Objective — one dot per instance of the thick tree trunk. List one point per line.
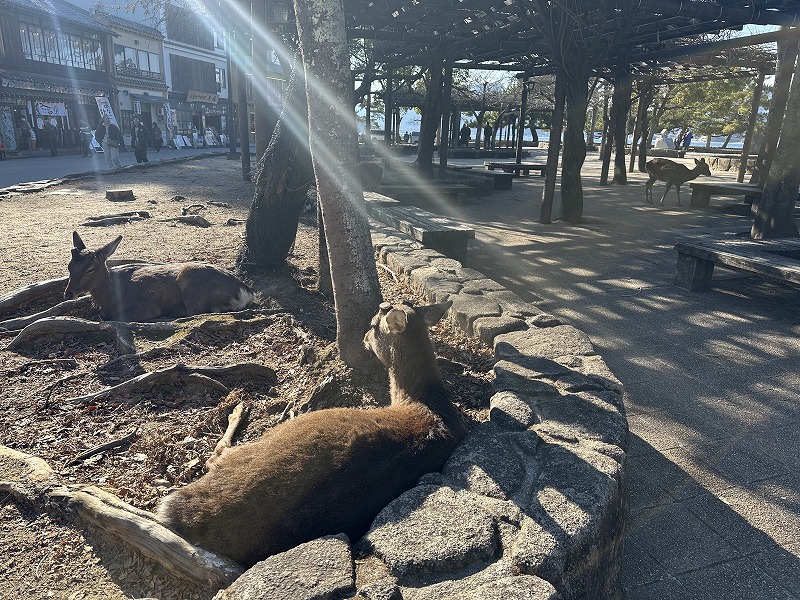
(553, 150)
(576, 90)
(431, 114)
(284, 176)
(773, 213)
(332, 136)
(621, 106)
(787, 56)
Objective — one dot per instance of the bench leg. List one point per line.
(700, 198)
(693, 273)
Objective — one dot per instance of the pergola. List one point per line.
(665, 39)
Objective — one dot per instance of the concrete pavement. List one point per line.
(711, 379)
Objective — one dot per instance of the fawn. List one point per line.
(673, 173)
(328, 471)
(140, 292)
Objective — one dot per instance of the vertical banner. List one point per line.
(104, 106)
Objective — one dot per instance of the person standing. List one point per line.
(140, 137)
(110, 137)
(85, 138)
(157, 141)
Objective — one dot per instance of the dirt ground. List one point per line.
(44, 552)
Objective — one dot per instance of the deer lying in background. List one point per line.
(673, 173)
(328, 471)
(141, 292)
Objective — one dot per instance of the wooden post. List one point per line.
(447, 89)
(523, 108)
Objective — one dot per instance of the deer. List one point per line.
(663, 169)
(145, 292)
(332, 470)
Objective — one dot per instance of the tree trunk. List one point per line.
(553, 150)
(284, 176)
(773, 213)
(621, 106)
(332, 137)
(787, 56)
(576, 93)
(430, 117)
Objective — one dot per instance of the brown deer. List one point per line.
(663, 169)
(328, 471)
(141, 292)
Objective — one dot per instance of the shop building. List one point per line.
(138, 71)
(54, 61)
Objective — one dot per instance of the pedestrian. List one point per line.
(157, 140)
(110, 137)
(50, 138)
(85, 138)
(687, 140)
(464, 135)
(140, 138)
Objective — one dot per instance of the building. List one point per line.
(138, 71)
(54, 61)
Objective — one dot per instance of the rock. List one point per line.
(486, 463)
(550, 342)
(318, 570)
(430, 530)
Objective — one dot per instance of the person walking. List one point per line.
(85, 138)
(140, 137)
(157, 141)
(111, 138)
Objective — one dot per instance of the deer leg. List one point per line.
(669, 185)
(648, 189)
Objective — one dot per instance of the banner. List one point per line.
(104, 106)
(51, 109)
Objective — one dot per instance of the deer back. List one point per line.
(144, 292)
(326, 472)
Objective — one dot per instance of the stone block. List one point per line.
(550, 342)
(431, 530)
(317, 570)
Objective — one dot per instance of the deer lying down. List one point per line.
(673, 173)
(146, 292)
(329, 471)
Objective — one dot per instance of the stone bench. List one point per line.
(702, 192)
(518, 169)
(772, 259)
(502, 181)
(437, 232)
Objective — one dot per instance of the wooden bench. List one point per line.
(437, 232)
(772, 259)
(516, 168)
(427, 194)
(702, 192)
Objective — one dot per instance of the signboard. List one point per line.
(104, 106)
(51, 109)
(208, 97)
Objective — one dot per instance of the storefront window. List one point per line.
(70, 48)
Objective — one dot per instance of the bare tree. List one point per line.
(332, 136)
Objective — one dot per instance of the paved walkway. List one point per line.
(711, 380)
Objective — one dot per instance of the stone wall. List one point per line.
(531, 505)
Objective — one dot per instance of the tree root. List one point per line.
(68, 307)
(32, 481)
(211, 377)
(124, 440)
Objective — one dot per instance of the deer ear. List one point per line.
(395, 321)
(109, 248)
(433, 313)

------------

__What is being asked__. Output exactly the lines from the one containing "Objective — one dot per instance of the rock." through the last line of the entries, both ends included.

__Solved problem__.
Objective — one dot per instance of the rock. List one point per line.
(486, 463)
(550, 342)
(318, 570)
(430, 530)
Objective — one dot per instance of the person walking. List one point per line.
(85, 138)
(140, 137)
(157, 141)
(111, 138)
Objective — one dot per instance of the deer leg. List one point per line.
(669, 185)
(648, 189)
Objective — one dot per instance of the banner. List one point per line.
(104, 106)
(51, 109)
Objective — one dot per instance of the deer back. List one point per line.
(144, 292)
(326, 472)
Objective — one dot per instance of the stone block. List one point per line.
(550, 342)
(431, 530)
(317, 570)
Objective — one dot per instance of the deer lying down. List one point per line.
(673, 173)
(146, 292)
(329, 471)
Objective — one dot per instance of the stone bench. List one point per line.
(702, 192)
(518, 169)
(772, 259)
(502, 181)
(437, 232)
Objective — one dot per instance of the wooden bench. List one point per line.
(437, 232)
(772, 259)
(516, 168)
(427, 194)
(702, 192)
Objective — one dot per instance of the signboard. List one point per line.
(104, 106)
(51, 109)
(208, 97)
Objective — one dot per instance of the storefront window. List one point per line.
(70, 48)
Objective — one dot per instance of the bare tree. List one point per line.
(332, 136)
Objective — one dot per instance of the paved walkway. List one point per line.
(711, 380)
Objective — one dot per instance of the stone wall. List one point per line.
(531, 505)
Objective — one dot per instance of the tree root. List one point per line.
(68, 307)
(32, 481)
(211, 377)
(124, 440)
Objective — one dot per instance of the deer ear. List one point per line.
(395, 321)
(109, 248)
(433, 313)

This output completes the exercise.